[Records]
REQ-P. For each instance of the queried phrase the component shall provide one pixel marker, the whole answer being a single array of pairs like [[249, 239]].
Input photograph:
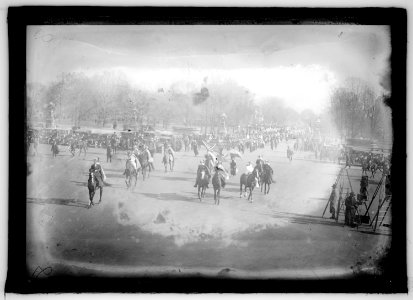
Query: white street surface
[[162, 227]]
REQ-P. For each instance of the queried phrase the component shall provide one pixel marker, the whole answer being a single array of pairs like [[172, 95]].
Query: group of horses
[[260, 176], [137, 163]]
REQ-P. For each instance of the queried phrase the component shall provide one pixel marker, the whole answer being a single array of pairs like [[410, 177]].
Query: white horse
[[131, 171]]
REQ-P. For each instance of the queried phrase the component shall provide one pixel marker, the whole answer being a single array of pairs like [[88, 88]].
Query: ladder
[[336, 183], [382, 210]]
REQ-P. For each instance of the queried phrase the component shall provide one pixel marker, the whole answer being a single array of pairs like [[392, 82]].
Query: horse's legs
[[101, 192]]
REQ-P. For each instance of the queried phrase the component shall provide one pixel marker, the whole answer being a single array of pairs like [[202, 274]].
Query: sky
[[300, 64]]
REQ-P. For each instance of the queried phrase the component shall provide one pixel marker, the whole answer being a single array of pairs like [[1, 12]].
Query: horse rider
[[249, 168], [222, 173], [97, 170], [259, 163], [109, 153], [202, 167], [171, 151], [350, 213], [333, 200], [150, 159], [55, 148], [233, 167], [266, 167]]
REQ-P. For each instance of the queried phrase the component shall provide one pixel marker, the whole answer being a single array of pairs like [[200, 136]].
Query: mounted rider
[[259, 164], [267, 168], [249, 168], [202, 168], [233, 167], [98, 172], [221, 173], [131, 158]]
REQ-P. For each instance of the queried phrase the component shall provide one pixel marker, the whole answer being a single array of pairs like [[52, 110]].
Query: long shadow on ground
[[172, 197], [58, 201]]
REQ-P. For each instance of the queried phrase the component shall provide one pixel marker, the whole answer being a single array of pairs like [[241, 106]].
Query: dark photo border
[[394, 264]]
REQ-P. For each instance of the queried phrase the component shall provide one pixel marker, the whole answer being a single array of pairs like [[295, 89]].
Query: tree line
[[358, 112], [109, 98]]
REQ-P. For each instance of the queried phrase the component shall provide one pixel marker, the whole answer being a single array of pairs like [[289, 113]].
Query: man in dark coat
[[201, 167], [333, 197], [351, 206], [109, 153]]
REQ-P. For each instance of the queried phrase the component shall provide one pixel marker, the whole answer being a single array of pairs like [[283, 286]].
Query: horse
[[131, 172], [82, 146], [144, 162], [266, 179], [93, 184], [218, 182], [259, 170], [202, 184], [249, 181], [171, 162], [373, 168]]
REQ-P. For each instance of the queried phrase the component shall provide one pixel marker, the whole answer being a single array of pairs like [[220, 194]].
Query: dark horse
[[202, 184], [249, 181], [93, 185], [266, 178], [218, 182]]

* Task:
Reproduce every line of the data, starting with the line that contains "like [[295, 89]]." and continuing through the end of the data. Keep each line unchanged, except that every point coordinate in the answers is multiplied by 0.65 and rounded to a whole number, with halves rounded up.

* Result of this exercise:
REQ-P. For each instance of the queried phrase the component shall provide one pixel marker, the whole answer being a single array of pairs like [[295, 89]].
Query: tree line
[[233, 73], [71, 64]]
REQ-P. For each instance of the queried phrase the component shall provide one pixel marker, the whole answer being a single array of pairs like [[289, 113]].
Query: man in dark coat
[[131, 109], [216, 128], [228, 134], [71, 99]]
REQ-P. For each instance of the queried phrase the component shall provide one pixel marker, the whole answer being a single array of pairs like [[283, 286]].
Query: horse
[[85, 112], [53, 95], [94, 105], [173, 116], [60, 120], [142, 118], [168, 111], [131, 120], [162, 118], [111, 105], [242, 109]]
REQ-P. For each instance of the queried phrase the component shall provide one pixel marker, the whole answer being a single array of pairs like [[220, 194]].
Query: dark horse
[[131, 120], [162, 118], [60, 120], [173, 116], [142, 118]]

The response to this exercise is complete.